* [What you will do] Gather every line in the listing below that contains the word "instance", and copy each one in full.

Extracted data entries

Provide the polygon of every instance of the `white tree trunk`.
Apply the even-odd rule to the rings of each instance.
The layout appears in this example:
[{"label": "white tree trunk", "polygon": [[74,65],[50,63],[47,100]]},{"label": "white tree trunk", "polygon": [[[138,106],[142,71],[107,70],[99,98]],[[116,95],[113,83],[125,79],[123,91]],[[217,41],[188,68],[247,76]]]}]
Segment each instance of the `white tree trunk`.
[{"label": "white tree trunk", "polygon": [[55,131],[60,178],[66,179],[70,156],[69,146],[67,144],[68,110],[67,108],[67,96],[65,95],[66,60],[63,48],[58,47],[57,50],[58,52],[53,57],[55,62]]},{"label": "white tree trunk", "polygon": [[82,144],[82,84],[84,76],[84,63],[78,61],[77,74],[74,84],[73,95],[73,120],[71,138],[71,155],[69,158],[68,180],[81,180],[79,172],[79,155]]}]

* [Response below]
Provide the polygon of every instance of the `white tree trunk`.
Apply the even-odd rule to the rings of each instance.
Segment each instance of the `white tree trunk`.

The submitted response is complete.